**TEXTAUSZUG**.
_____

Durch das Hochschulfreiheitsgesetz, einem verstärktem Zwang zur Drittmittelerschließung und nicht zuletzt durch die immer engere Verzahnung von Forschung und Unternehmen, bekam die Wirtschaft einen bis dato nicht gekannten Einfluss auf Fragen der grundlegenden Ausrichtung der Universität. So sitzen zum Beispiel Vorstandsmitglieder von Bayer und der Deutschen Bank im Hochschulrat der Uni Köln. Ein anderes, aufschlussreiches Beispiel ist das Energiewirtschaftliche Institut an der WiSo-Fakultät, das scheinbar unabhängige Studien publiziert, jedoch durch Millionenbeträge von RWE und E.on mitfinanziert wird.

_____

**DATEN**.
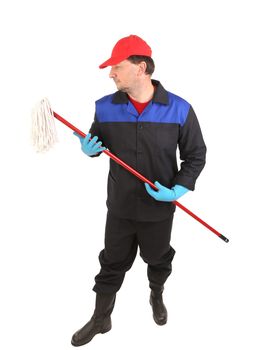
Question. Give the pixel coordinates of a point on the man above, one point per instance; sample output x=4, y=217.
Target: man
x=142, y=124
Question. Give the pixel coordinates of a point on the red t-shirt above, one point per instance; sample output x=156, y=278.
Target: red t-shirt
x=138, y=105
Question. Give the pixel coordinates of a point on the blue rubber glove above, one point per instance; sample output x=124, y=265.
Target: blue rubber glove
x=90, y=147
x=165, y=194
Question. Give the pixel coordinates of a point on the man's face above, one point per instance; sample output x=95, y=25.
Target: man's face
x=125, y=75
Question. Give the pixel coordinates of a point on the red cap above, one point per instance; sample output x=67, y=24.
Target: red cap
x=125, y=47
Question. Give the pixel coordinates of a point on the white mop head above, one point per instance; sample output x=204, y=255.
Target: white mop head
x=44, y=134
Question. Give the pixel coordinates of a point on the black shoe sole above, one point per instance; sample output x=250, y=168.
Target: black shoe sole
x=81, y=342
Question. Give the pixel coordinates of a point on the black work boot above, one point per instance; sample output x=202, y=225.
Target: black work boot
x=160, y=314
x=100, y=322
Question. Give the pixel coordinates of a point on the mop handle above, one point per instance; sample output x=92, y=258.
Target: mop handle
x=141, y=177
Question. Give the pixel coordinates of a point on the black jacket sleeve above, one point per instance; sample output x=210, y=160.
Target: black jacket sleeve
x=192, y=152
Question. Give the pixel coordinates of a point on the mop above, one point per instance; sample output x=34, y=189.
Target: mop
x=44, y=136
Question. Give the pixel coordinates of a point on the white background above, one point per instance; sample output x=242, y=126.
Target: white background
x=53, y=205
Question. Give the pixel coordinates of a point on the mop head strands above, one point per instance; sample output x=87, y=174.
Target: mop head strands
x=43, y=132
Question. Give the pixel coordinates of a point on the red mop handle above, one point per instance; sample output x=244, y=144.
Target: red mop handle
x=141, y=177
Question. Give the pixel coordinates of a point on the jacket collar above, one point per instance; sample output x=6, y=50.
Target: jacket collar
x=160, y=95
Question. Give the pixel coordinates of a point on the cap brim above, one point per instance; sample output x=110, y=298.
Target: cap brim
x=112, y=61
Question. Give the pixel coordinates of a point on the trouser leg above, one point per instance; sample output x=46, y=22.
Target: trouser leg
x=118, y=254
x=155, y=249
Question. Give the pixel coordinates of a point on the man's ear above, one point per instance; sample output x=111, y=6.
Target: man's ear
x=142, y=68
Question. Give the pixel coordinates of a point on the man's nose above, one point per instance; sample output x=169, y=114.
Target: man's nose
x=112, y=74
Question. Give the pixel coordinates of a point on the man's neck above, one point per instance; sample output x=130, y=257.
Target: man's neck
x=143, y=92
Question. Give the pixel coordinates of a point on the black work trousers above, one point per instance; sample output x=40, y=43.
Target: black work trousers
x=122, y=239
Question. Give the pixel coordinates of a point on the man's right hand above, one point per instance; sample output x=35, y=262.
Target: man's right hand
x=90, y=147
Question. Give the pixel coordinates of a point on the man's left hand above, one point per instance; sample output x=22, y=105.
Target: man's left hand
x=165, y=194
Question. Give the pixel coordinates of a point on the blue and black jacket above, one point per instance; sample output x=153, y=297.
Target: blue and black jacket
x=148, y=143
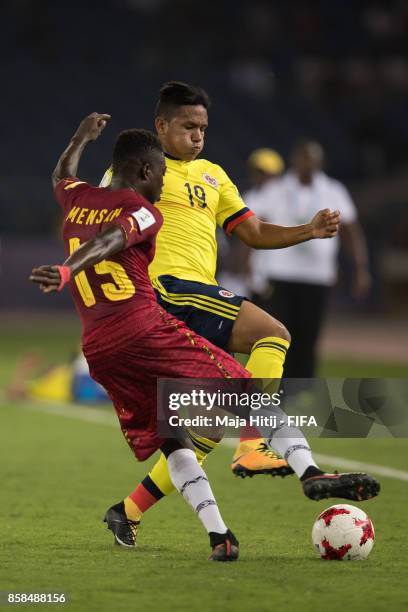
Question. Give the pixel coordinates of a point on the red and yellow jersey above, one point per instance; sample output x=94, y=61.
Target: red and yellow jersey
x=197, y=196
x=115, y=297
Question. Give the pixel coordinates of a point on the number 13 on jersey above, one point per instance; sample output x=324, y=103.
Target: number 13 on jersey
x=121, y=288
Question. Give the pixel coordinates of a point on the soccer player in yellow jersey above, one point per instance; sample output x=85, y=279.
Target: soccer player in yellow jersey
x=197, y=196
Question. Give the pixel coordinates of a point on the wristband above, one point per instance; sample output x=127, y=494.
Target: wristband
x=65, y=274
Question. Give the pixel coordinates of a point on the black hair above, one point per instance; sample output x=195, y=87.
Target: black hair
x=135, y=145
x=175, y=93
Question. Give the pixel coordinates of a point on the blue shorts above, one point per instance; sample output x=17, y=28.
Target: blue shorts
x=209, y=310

_____

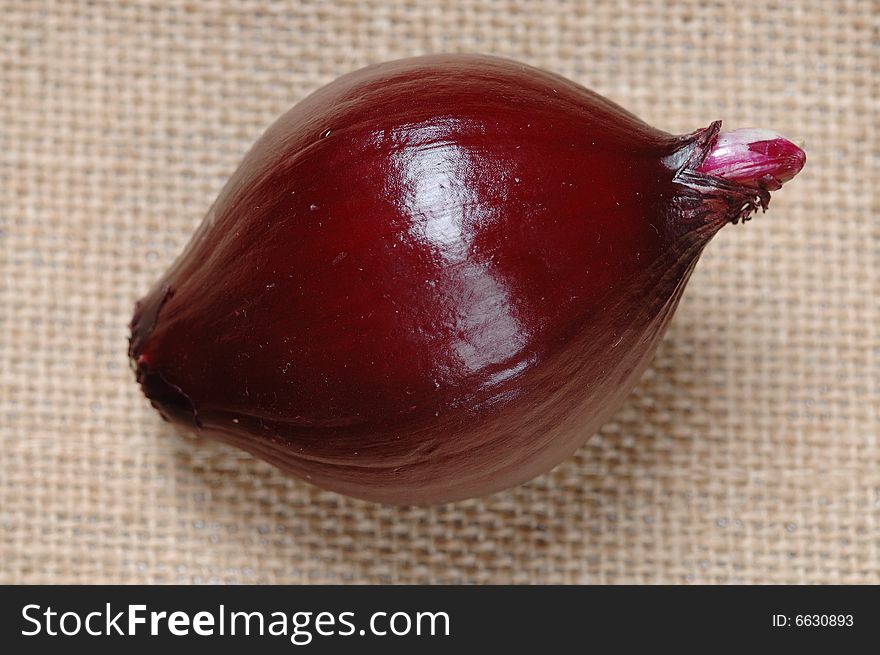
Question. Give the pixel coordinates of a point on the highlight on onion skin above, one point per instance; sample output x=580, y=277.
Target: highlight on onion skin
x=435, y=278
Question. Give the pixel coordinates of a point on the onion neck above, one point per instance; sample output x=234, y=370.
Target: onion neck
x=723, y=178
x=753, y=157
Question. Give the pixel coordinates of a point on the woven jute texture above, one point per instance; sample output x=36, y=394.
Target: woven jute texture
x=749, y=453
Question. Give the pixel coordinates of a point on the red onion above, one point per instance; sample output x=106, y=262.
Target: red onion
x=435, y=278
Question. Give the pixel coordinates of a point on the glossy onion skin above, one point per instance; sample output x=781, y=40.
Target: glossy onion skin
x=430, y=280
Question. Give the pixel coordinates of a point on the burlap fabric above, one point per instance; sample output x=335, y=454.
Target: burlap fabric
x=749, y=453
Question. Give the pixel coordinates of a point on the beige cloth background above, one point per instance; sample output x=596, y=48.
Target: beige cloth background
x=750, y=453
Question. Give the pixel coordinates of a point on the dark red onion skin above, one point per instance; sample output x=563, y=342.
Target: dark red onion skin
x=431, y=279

_____

**ANFORDERUNGEN**.
A: Schreibe aus den Einträgen die Zeilen unverändert ab, beginnend mit der Zeile mit „Question. Give the pixel coordinates of a point on the glossy“ und weiter bis einschließlich der Zeile mit „x=430, y=280“.
B: Führe den Textauszug über den Einfluss der Wirtschaft auf die Universität nach seinem letzten Satz weiter.

**GELÖSTE AUFGABEN**.
A:
Question. Give the pixel coordinates of a point on the glossy onion skin above, one point per instance; sample output x=781, y=40.
Target: glossy onion skin
x=430, y=280

B:
Durch Bachelor- und Masterstudiengänge, durch die Exzellenzinitiative und durch Rankingsysteme werden ökonomische Ideen wie Wettbewerb, Konkurrenz und Dienstleistung direkt in den Hochschulalltag und das Selbstverständnis der Hochschule und ihrer Mitglieder integriert. Dies führt dazu, dass die Solidarität zwischen den Hochschulmitgliedern immer weiter verloren geht und sich stattdessen eine Ellenbogenmentalität breit macht. Gleichzeitig sind immer weniger Student_innen bereit sich freiwillig für soziale, ökologische und politische Verbesserungen, innerhalb und außerhalb der Hochschule zu engagieren. Dies liegt zum einen daran, dass uns durch die einseitige Ausrichtung auf ökonomische Ziele immer mehr das Gefühl für andere Lebensbereiche verloren geht, zum anderen aber auch schlicht an dem immensen Prüfungs- und Leistungsdruck, dem wir in den neuen Studiengängen ausgesetzt sind. Diese Strukturen und Zwänge der Bachelor und Masterstudiengänge werden häufig damit begründet, dass wir durch sie angeblich bessere Chancen auf dem Arbeitsmarkt hätten, doch selbst dieses Versprechen kann nicht eingehalten werden. Absolvent_innen, die nicht gelernt haben selbstständig zu handeln und zu denken, werden nicht in der Lage sein kreativ Projekte zu erarbeiten und umzusetzen und somit große Schwierigkeiten haben einen interessanten Arbeitsplatz zu finden.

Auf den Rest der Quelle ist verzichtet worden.